[Entries from an annotation dataset]
*****

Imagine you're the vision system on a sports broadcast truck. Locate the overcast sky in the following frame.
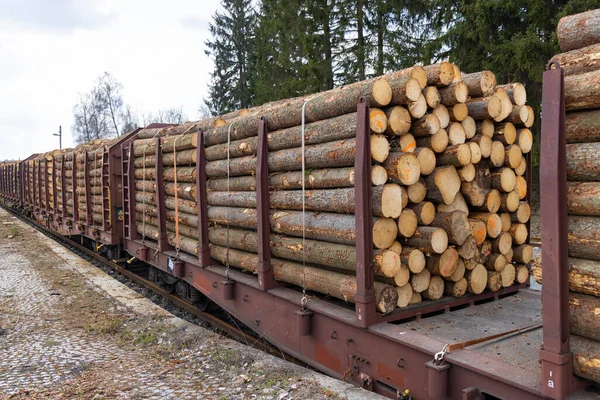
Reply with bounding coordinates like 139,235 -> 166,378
0,0 -> 219,160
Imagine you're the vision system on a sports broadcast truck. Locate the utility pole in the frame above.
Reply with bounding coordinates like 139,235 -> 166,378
53,125 -> 62,150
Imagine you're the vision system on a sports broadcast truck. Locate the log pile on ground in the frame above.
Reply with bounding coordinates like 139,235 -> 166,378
533,9 -> 600,382
134,62 -> 535,313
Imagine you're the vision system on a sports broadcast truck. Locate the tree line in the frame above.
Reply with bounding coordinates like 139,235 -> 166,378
72,72 -> 196,144
205,0 -> 600,115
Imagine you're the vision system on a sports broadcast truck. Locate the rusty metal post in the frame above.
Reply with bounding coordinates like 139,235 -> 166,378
154,138 -> 170,252
196,131 -> 211,268
124,140 -> 140,240
540,63 -> 573,399
354,98 -> 377,328
256,117 -> 276,290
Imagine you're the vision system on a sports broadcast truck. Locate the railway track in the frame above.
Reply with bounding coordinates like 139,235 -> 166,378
0,204 -> 300,368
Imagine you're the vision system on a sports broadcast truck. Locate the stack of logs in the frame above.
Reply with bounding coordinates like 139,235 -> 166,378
134,62 -> 534,313
533,10 -> 600,382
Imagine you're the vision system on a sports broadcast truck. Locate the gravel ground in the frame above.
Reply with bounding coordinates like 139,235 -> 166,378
0,210 -> 379,400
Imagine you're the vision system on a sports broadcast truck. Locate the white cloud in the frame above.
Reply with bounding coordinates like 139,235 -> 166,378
0,0 -> 219,160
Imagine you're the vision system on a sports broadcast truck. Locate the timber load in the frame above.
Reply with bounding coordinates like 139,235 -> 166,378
533,9 -> 600,383
130,62 -> 535,314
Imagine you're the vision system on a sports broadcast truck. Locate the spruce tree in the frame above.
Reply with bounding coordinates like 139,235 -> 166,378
205,0 -> 257,115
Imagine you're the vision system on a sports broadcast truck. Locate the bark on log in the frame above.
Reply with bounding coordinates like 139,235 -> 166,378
204,79 -> 392,146
210,245 -> 398,313
462,71 -> 496,97
556,9 -> 600,51
564,69 -> 600,111
431,210 -> 471,246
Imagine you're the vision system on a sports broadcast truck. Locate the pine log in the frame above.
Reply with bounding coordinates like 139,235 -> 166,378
405,226 -> 448,254
462,71 -> 496,97
425,247 -> 459,278
497,82 -> 527,106
398,208 -> 419,238
471,134 -> 492,158
461,163 -> 492,207
410,269 -> 431,294
448,103 -> 470,122
425,165 -> 461,205
431,104 -> 450,129
490,232 -> 512,255
431,210 -> 471,246
448,122 -> 467,145
413,147 -> 436,175
569,293 -> 600,345
458,235 -> 479,260
556,9 -> 600,51
383,153 -> 420,185
400,246 -> 426,274
423,61 -> 454,86
444,277 -> 468,298
384,106 -> 411,136
564,69 -> 600,111
408,201 -> 435,225
204,79 -> 392,146
465,264 -> 488,294
421,276 -> 444,301
456,163 -> 477,182
436,144 -> 471,167
396,284 -> 414,308
433,82 -> 469,108
210,245 -> 398,313
406,178 -> 427,204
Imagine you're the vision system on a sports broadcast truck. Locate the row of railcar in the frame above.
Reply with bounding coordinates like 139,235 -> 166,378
0,73 -> 596,400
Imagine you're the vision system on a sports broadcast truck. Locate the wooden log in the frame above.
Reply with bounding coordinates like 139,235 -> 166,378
568,216 -> 600,260
456,163 -> 477,182
460,164 -> 492,207
471,134 -> 492,158
425,247 -> 459,278
448,103 -> 469,122
436,144 -> 471,167
408,201 -> 435,225
497,82 -> 527,106
564,70 -> 600,110
490,232 -> 512,255
406,178 -> 427,204
444,278 -> 468,298
204,79 -> 392,146
425,165 -> 461,205
569,293 -> 600,344
500,264 -> 517,287
458,235 -> 479,260
413,147 -> 437,175
405,226 -> 448,254
210,245 -> 398,313
384,106 -> 411,136
421,276 -> 444,301
437,192 -> 469,215
400,246 -> 426,274
490,140 -> 506,167
398,208 -> 419,238
462,71 -> 496,97
556,9 -> 600,52
431,104 -> 450,129
465,264 -> 488,294
491,168 -> 517,193
383,153 -> 420,185
423,61 -> 454,86
486,271 -> 502,292
396,284 -> 414,308
431,210 -> 471,246
433,82 -> 469,108
410,269 -> 431,294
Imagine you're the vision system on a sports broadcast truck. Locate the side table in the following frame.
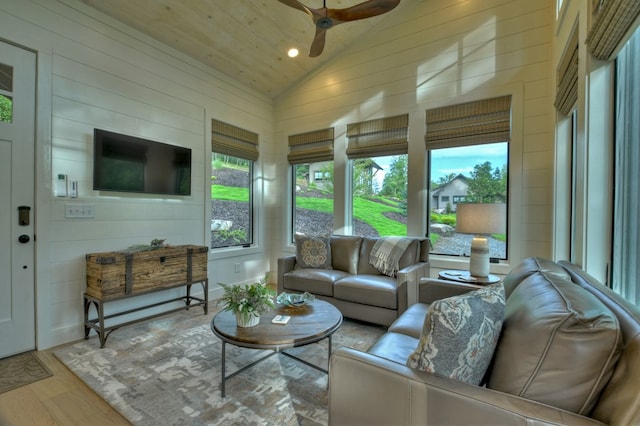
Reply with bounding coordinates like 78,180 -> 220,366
438,269 -> 500,284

*****

Edit the entries from the line containing "pole in the frame above." through the line containing "134,62 -> 535,313", both included, by changing "log pile" to "woodpile" and leaving everything else unchanged. Return only those lines.

> _Expected output_:
Imagine you're the vision system on a sports broadcast truck. Locate the utility pole in the frame above.
Reply with bounding coordinates like 139,235 -> 166,378
53,125 -> 62,150
Imagine you're the vision system on a sports broadcast truck. Locate the woodpile on ground in the frame above.
Reply with bounding coordinates like 139,235 -> 166,378
533,9 -> 600,382
134,62 -> 535,313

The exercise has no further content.